--- start of Supplied entries ---
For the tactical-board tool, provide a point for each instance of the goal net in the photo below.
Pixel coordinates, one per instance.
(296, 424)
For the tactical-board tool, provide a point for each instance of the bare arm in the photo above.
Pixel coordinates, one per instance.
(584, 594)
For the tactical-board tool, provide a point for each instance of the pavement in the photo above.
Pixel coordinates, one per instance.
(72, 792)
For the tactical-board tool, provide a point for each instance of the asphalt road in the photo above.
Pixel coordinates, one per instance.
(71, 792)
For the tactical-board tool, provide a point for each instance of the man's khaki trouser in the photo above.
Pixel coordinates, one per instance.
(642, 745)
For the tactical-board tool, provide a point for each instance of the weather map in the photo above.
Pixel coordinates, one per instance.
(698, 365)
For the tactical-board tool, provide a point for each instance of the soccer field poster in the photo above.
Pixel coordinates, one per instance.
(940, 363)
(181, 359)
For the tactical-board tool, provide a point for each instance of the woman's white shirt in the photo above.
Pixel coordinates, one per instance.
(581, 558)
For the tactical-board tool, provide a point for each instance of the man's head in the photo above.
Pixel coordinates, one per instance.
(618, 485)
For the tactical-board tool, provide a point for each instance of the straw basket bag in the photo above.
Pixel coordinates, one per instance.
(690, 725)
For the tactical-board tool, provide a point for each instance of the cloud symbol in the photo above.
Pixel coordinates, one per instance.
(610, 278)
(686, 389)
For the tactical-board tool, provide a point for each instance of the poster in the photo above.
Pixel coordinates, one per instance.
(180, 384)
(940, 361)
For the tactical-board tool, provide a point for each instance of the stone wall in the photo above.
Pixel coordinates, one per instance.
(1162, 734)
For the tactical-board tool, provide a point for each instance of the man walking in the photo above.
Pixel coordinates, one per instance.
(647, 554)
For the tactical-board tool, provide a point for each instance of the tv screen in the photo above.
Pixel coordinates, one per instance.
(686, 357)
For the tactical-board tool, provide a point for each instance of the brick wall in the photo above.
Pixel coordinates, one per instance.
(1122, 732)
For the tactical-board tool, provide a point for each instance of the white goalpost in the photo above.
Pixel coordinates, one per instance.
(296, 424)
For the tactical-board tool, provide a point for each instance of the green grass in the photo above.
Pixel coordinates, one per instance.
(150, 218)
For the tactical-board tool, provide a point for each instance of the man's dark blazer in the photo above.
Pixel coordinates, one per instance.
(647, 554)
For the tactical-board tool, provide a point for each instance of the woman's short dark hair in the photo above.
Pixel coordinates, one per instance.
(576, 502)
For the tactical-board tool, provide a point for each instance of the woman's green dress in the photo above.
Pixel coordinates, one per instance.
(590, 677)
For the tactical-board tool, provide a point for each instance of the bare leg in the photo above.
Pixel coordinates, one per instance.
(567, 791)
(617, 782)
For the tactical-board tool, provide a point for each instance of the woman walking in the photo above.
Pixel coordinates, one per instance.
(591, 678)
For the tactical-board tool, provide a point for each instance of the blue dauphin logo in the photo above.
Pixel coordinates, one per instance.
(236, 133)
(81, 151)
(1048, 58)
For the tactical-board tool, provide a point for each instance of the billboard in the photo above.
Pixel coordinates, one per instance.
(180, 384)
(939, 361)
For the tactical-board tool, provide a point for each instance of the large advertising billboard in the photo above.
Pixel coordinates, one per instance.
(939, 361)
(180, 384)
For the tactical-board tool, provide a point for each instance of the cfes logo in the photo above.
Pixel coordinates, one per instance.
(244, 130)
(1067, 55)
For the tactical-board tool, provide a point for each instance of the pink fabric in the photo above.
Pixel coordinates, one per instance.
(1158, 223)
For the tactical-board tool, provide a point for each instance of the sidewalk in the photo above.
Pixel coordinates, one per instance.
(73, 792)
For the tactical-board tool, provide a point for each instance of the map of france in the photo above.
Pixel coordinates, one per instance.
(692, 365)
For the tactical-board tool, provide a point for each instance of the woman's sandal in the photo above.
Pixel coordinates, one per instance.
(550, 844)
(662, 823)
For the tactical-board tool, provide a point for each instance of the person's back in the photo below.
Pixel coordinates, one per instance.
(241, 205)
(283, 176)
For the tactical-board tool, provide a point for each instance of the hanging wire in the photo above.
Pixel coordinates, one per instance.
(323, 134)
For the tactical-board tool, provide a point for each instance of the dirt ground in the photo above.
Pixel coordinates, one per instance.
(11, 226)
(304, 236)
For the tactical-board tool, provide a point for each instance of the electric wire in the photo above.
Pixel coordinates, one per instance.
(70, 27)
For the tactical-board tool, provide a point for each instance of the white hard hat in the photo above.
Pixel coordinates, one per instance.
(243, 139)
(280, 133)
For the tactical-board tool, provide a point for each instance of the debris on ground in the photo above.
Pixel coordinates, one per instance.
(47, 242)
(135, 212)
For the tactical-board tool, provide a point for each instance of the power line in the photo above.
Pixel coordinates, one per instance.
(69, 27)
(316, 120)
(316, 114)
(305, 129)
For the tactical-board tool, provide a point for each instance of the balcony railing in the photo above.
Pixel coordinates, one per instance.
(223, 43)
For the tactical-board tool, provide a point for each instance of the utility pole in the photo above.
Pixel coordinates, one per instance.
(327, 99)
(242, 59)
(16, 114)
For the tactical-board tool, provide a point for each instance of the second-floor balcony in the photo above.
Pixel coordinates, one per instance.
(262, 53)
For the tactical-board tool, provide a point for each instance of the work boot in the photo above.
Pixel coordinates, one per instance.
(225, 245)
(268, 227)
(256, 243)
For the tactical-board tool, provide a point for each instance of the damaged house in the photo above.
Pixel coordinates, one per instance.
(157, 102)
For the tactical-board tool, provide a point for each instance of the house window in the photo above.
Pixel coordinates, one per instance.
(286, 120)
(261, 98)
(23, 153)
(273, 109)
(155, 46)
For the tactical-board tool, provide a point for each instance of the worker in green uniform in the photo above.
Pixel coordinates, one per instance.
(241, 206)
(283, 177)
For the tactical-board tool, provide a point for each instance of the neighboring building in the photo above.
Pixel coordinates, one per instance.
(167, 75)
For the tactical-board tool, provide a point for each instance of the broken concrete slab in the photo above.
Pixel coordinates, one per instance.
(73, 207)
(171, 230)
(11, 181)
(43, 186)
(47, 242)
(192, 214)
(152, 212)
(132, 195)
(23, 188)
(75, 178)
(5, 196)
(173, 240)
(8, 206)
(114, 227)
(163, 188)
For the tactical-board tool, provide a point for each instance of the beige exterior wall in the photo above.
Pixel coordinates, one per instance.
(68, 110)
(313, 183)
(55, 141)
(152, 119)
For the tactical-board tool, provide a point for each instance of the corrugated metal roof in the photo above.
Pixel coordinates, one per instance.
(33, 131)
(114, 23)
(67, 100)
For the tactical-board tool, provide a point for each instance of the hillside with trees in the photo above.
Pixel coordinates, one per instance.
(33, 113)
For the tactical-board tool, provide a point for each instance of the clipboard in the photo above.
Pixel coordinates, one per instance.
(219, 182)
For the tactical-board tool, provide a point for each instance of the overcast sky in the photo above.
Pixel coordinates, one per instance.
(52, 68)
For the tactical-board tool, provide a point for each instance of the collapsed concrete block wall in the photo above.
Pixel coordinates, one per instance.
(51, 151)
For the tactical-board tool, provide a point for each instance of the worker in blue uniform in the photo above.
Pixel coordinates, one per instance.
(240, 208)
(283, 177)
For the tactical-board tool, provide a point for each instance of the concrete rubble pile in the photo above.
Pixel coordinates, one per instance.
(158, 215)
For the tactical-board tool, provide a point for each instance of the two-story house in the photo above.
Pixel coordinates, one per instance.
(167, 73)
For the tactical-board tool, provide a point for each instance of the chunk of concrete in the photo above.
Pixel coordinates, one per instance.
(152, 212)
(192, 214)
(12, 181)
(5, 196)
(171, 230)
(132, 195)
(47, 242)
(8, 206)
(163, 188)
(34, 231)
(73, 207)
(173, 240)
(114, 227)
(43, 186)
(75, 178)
--- end of Supplied entries ---
Reproduce the final stretch of the data above: every line from the one holding "exterior wall in the photo above." through the end, inclusive, exactly as written and nothing else.

For the tactical-board tool, provide a point for each instance of the beige exterior wall in the photo above.
Pixel coordinates, one per instance.
(68, 110)
(313, 183)
(55, 141)
(152, 119)
For the tactical-board tool, provide a point for each instance of the corrugated metal roof in the photo above.
Pixel coordinates, one per instance.
(33, 131)
(114, 23)
(67, 100)
For the tactical-board tool, provide a point for each instance of the hillside with trees in the photo above.
Pixel coordinates, one per instance.
(33, 113)
For the tactical-board tool, provide a point for each instance of the clipboard in the photo above.
Pixel coordinates, one per instance.
(219, 182)
For the tactical-board tool, provide a point for each instance of the overcast sky in the photo above.
Pixel coordinates, one per instance.
(52, 68)
For the tactical-board tool, provide a point for each instance of the collapsed concrete block wall in the photo above.
Pixel coordinates, one per instance.
(51, 151)
For the tactical-board tool, provide a point for each instance of the worker in blue uniform in the photo above.
Pixel coordinates, one per instance.
(240, 208)
(283, 177)
For the tactical-board tool, provide a point for each instance of the concrete rubble pile in the photo above.
Pixel coordinates, one per instance.
(158, 215)
For the tactical-board tool, provide a point for each instance of the two-story house in the photo above.
Pixel coordinates, one per instance.
(167, 73)
For the tactical-board tool, provide a point for each instance of the chunk of concrete in the photo above.
Pixel coordinates, one per instance.
(152, 212)
(192, 214)
(12, 181)
(5, 196)
(171, 230)
(132, 195)
(47, 242)
(8, 206)
(163, 188)
(34, 231)
(73, 207)
(173, 240)
(114, 227)
(43, 186)
(75, 178)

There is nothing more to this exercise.